- Problem
Render as a JSON list of strings, one per line with blank lines left out, the lines of the entries below starting at the line that contains "Where can the wooden" and ending at the last line of the entries.
>> start Record extracts
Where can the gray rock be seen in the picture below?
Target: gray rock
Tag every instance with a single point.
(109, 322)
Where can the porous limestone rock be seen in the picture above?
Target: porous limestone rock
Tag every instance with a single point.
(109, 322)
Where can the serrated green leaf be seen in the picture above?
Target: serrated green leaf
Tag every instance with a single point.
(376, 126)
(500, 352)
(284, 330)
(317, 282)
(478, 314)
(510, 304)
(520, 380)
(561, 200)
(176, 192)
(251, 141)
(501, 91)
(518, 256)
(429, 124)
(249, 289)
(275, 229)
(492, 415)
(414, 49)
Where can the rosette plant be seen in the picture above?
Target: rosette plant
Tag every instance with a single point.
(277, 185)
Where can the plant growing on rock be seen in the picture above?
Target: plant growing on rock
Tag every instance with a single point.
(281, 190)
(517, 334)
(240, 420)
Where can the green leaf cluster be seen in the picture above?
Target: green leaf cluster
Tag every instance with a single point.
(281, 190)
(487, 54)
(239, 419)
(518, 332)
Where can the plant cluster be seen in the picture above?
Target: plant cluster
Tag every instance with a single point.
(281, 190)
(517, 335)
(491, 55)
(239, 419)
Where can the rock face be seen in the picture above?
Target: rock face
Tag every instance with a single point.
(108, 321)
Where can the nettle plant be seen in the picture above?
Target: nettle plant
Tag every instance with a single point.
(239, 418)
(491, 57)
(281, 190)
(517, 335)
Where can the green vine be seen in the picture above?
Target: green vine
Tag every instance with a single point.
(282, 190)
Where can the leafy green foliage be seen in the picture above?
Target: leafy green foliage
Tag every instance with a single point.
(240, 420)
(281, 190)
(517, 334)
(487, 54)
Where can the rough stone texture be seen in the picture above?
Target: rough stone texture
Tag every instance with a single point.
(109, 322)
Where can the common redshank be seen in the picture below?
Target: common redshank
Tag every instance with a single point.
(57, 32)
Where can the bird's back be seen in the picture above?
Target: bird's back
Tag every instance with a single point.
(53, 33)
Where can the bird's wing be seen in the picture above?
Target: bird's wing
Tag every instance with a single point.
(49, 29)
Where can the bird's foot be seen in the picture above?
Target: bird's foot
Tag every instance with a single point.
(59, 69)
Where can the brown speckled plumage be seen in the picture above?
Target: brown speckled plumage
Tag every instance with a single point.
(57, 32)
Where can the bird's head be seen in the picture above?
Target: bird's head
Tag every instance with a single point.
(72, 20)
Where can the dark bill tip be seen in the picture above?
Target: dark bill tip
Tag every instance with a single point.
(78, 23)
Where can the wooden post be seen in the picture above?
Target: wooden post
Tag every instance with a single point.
>> end Record extracts
- Solution to this exercise
[
  "Where can the wooden post be seen in the picture above?",
  "Target: wooden post",
  "Tag every instance with a single point."
]